• _DOCUMENT EXCERPT_

-.-.-

Well 5 of those steelhead were mine


----------



## nighttime (Nov 25, 2007)

Swampbuckster said:


> Well 5 of those steelhead were mine


It all helps my friend! I hope to make it up north east side late November maybe December if she stays warm enough.


----------



## Swampbuckster (Nov 28, 2010)

nighttime said:


> It all helps my friend! I hope to make it up north east side late November maybe December if she stays warm enough.


That sounds like fun. Maybe we should figure something out


----------



## Aiden Tomashik (Nov 26, 2019)

First time out this season got my first of the season this mornin pretty little 2 pound chrome bullet came flying out of the water 3 or 4 times. Got a cat fish as well. Lots and lots of leaves this morning didn’t even bother trying any hardware. Got the fish on some fresh coho eggs courtesy of port Sanilac. Still need so much rain and cool weather but it’s a start.


----------



## nighttime (Nov 25, 2007)

Outlook forecast looks good but still not much rain in it.
id love to see a two day soaker


----------



## Levelpebble Angler (Jan 21, 2021)

Aiden Tomashik said:


> First time out this season got my first of the season this mornin pretty little 2 pound chrome bullet came flying out of the water 3 or 4 times. Got a cat fish as well. Lots and lots of leaves this morning didn’t even bother trying any hardware. Got the fish on some fresh coho eggs courtesy of port Sanilac. Still need so much rain and cool weather but it’s a start.


Got mine on PS coho spawn as well. 👍
As soon as we get a good soaking rain it'll be game on.


----------



## Grinnell (Nov 20, 2019)

Think that PS Atlantic spawn will be tasty for them????


----------



## tincanary (Jul 23, 2018)

I'm gonna have to have one of you school me on the Huron one of these days. My wife and I will be moving downriver to be closer to the family in the very near future. Looking forward to giving it a go and learning a new river. I hear the smallmouth action is really, really good.


----------



## michcats (Jun 2, 2017)

Smallmouth and pike are plentiful steelhead not so much lol but they do make an appearance


----------



## tincanary (Jul 23, 2018)

michcats said:


> Smallmouth and pike are plentiful steelhead not so much lol but they do make an appearance


I figure if I do catch steel I'll just consider myself lucky lol. One of my friends used to fly fish the Huron often and pulled a lot of really nice carp and smallies. He lives out of state now otherwise I'd tag along and learn.


----------



## Levelpebble Angler (Jan 21, 2021)

michcats said:


> Smallmouth and pike are plentiful steelhead not so much lol but they do make an appearance


Ive caught way more steelhead than pike 😂
The smallmouth fishing can be great at times. I've had some stellar days in the rain. 😉


----------



## TroutFishingBear (Aug 31, 2007)

Pike fishing is great in the river, decent smallie river but does not compare to the flint - i also do better in irish hills area too for smb...you will get into em but way overrated imo.
Steelhead fishing not as good as the clinton but you can get a few if you put time in and learn a few spots


----------



## Levelpebble Angler (Jan 21, 2021)

TroutFishingBear said:


> Steelhead fishing not as good as the clinton but you can get a few if you put time in and learn a few spots


Correct


----------



## michcats (Jun 2, 2017)

Anytime swamp or level are talking steelhead on any thread i wouldnt hate but listen very well!!!!! Lol they always get me motivated to make a day of it win or lose theres no catching on the keyboard 😉


----------



## Levelpebble Angler (Jan 21, 2021)

-.-.-

• _DATA LISTING_
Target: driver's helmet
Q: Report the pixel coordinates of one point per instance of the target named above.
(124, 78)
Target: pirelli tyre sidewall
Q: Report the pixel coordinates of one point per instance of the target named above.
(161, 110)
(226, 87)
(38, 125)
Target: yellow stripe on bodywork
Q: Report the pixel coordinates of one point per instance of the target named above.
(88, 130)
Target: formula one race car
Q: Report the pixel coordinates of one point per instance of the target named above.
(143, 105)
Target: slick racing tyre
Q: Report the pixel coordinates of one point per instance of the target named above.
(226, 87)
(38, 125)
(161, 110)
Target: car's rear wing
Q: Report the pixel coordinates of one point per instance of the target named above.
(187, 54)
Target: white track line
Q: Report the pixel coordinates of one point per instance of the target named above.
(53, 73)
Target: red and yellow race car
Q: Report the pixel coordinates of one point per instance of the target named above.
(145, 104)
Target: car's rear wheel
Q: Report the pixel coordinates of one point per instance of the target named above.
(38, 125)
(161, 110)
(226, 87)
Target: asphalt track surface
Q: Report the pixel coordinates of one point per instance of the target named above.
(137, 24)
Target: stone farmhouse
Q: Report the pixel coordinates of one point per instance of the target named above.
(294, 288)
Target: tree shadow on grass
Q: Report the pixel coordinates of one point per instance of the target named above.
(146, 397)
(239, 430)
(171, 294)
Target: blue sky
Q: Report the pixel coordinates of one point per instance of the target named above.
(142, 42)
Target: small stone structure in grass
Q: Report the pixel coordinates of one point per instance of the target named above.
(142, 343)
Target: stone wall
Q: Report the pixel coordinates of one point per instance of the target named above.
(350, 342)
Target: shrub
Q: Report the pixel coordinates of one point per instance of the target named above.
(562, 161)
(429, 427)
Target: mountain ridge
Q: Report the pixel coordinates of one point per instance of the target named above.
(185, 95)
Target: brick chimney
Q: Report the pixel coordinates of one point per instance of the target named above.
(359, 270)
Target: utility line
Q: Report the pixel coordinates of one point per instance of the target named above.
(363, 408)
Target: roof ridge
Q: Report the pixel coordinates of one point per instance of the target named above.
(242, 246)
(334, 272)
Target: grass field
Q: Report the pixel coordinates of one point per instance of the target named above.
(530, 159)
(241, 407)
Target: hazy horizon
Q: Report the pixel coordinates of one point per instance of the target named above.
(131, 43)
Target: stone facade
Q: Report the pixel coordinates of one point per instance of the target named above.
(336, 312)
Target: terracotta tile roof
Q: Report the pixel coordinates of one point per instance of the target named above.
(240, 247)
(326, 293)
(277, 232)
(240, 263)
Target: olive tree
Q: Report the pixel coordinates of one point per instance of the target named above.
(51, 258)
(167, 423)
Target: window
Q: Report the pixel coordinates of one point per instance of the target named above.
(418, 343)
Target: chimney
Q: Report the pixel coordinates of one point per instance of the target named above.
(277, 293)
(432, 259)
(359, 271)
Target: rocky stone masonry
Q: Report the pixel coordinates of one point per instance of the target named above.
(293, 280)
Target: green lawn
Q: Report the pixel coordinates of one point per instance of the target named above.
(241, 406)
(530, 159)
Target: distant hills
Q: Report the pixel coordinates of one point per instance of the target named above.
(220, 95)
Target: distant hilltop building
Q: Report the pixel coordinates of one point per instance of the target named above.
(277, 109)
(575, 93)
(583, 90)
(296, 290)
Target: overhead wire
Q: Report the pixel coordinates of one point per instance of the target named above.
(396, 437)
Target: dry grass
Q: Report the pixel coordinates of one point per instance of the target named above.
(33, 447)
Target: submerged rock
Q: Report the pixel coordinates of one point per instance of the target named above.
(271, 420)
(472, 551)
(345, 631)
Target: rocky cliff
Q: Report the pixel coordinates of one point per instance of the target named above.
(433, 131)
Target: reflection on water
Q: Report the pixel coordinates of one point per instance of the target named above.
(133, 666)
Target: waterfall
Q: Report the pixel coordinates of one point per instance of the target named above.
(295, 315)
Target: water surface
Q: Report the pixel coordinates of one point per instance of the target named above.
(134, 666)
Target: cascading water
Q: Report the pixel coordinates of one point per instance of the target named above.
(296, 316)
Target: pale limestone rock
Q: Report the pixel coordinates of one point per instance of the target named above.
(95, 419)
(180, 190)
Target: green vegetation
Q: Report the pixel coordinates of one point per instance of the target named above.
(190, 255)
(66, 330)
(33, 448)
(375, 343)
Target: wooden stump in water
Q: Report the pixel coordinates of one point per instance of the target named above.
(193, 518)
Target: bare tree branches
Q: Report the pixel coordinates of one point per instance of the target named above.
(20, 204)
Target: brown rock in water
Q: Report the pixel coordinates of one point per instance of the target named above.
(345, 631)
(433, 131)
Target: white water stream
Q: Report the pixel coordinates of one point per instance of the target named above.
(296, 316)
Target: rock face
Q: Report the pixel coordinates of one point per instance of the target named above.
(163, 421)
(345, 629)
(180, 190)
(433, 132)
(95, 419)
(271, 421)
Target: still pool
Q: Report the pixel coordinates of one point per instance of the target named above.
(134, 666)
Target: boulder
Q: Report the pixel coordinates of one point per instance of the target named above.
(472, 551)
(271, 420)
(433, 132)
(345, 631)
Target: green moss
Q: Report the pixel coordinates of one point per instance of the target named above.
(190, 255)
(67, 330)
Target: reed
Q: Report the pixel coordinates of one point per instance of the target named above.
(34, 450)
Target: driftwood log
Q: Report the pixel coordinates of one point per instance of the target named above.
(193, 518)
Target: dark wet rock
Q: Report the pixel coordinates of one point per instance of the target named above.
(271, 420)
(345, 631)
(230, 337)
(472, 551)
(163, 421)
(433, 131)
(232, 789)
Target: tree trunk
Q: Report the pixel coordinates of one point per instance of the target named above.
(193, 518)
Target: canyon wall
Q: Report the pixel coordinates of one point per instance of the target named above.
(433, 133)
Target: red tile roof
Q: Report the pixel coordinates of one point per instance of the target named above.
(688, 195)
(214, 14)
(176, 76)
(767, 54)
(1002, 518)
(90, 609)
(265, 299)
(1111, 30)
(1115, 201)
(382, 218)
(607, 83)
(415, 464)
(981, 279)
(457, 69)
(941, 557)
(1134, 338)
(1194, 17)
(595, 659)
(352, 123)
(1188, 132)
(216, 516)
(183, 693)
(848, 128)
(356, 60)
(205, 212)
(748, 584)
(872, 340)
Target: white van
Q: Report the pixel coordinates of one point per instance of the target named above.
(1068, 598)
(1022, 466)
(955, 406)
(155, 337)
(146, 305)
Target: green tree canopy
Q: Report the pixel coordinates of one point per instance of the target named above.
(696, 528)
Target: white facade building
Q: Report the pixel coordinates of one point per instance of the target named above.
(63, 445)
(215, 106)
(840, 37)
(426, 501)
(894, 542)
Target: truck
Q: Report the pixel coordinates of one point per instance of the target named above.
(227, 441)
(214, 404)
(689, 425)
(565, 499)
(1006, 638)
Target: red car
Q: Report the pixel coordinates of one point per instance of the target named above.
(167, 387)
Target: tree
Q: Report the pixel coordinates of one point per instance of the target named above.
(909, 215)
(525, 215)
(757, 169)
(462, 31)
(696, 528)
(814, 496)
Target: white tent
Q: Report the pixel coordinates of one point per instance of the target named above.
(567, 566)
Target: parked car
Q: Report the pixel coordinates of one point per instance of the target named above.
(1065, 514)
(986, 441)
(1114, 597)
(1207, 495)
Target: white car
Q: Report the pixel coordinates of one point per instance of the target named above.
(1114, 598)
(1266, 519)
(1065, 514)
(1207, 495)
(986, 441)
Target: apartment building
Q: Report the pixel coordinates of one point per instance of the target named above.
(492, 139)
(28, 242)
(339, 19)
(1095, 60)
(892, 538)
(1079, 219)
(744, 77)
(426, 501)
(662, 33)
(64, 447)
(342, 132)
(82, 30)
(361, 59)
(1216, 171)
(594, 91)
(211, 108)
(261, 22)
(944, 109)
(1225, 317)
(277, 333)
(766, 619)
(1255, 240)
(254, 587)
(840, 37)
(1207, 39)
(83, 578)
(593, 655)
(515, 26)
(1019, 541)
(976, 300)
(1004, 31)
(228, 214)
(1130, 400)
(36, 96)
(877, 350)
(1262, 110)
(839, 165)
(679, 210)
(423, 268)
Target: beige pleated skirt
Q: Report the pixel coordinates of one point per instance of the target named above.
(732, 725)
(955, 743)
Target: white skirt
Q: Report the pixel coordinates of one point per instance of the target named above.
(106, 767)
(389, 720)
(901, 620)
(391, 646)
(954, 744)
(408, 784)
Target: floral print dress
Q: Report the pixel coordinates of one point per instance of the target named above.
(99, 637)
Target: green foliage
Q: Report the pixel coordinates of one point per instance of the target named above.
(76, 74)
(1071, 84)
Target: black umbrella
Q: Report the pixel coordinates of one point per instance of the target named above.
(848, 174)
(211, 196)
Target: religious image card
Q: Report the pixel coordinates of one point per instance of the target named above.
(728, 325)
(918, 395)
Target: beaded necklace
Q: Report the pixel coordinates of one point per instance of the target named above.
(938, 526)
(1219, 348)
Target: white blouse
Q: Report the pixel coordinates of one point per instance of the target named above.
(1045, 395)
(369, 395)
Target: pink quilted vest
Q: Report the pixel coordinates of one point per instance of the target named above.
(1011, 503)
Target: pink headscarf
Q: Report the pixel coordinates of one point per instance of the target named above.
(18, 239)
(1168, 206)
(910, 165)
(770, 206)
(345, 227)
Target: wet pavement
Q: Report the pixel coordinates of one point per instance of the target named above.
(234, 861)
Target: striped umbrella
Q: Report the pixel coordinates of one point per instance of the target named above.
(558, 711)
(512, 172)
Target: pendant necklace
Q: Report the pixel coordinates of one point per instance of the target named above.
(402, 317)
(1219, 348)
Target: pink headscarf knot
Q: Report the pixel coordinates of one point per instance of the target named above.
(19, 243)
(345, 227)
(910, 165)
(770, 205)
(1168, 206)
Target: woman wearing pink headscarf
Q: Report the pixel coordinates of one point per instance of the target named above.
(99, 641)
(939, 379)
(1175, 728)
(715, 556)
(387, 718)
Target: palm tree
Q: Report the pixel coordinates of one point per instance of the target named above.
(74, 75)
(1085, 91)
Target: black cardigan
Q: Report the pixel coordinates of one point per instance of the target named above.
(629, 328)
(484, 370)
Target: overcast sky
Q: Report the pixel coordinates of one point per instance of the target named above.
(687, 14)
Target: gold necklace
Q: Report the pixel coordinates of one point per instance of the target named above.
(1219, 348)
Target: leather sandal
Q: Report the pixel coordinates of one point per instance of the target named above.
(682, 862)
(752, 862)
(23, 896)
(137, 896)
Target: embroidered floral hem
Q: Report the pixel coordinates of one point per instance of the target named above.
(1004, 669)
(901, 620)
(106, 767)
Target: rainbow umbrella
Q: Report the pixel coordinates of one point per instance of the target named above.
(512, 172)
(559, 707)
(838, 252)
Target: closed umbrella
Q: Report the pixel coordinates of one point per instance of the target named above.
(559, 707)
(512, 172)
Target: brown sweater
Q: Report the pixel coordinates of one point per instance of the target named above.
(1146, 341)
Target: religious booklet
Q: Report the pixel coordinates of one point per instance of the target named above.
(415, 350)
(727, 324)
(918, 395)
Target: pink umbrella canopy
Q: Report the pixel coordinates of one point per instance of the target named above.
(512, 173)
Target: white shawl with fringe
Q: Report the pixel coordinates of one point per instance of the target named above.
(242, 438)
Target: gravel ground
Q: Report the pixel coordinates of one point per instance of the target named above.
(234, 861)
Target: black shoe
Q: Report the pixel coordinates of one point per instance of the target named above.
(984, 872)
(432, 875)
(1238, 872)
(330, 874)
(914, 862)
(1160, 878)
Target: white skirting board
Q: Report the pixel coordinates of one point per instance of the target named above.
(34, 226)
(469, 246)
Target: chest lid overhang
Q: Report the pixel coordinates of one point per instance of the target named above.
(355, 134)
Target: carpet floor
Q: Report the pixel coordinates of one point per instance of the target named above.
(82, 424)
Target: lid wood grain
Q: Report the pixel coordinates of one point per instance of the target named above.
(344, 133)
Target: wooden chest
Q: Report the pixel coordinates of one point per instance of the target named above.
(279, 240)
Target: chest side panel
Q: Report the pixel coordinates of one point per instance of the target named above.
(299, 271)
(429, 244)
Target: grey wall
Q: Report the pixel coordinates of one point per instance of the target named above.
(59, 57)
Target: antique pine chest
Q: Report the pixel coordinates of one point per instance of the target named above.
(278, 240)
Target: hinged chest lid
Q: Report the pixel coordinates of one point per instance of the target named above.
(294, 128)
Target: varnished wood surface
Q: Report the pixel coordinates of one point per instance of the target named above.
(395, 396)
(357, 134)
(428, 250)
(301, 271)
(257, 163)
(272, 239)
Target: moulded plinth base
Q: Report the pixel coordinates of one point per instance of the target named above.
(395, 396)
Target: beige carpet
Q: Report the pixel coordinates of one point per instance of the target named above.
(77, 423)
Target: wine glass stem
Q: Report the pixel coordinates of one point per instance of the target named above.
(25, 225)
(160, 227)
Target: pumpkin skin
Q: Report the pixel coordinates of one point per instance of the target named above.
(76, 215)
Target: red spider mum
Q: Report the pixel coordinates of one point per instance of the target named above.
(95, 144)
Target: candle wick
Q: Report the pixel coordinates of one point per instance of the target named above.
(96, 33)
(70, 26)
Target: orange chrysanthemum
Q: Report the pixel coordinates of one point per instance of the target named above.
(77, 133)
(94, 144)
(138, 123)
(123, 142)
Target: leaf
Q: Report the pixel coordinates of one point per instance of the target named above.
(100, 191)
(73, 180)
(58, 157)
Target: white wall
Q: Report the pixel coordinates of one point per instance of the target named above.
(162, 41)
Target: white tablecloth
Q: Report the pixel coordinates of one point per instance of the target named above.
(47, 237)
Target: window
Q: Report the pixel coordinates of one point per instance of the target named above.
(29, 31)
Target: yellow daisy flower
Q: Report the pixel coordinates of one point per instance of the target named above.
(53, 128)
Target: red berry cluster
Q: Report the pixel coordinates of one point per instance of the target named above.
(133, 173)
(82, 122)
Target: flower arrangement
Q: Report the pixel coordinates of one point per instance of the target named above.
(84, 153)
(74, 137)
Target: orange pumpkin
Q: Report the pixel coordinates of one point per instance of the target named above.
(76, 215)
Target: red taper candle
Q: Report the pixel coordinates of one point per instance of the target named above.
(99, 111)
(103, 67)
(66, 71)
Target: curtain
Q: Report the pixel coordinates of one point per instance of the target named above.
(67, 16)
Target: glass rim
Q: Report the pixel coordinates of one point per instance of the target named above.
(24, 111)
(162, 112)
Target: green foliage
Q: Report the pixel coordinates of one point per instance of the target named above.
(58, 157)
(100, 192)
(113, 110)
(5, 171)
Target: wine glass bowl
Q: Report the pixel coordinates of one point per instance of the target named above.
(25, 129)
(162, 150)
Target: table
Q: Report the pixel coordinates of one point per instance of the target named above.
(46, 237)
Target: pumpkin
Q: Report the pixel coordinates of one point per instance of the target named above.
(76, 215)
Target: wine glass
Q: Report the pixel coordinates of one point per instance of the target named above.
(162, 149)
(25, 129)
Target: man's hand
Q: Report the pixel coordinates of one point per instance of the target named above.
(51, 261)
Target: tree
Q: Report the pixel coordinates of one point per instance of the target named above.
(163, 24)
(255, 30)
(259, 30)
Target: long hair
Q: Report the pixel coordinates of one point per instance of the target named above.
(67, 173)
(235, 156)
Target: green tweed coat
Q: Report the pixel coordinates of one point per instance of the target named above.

-.-.-

• _TO BE DONE_
From the steelhead forum thread above, transcribe everything from "Think that PS" down to "really, really good.".

• _FINAL RESULT_
Think that PS Atlantic spawn will be tasty for them????


----------



## tincanary (Jul 23, 2018)

I'm gonna have to have one of you school me on the Huron one of these days. My wife and I will be moving downriver to be closer to the family in the very near future. Looking forward to giving it a go and learning a new river. I hear the smallmouth action is really, really good.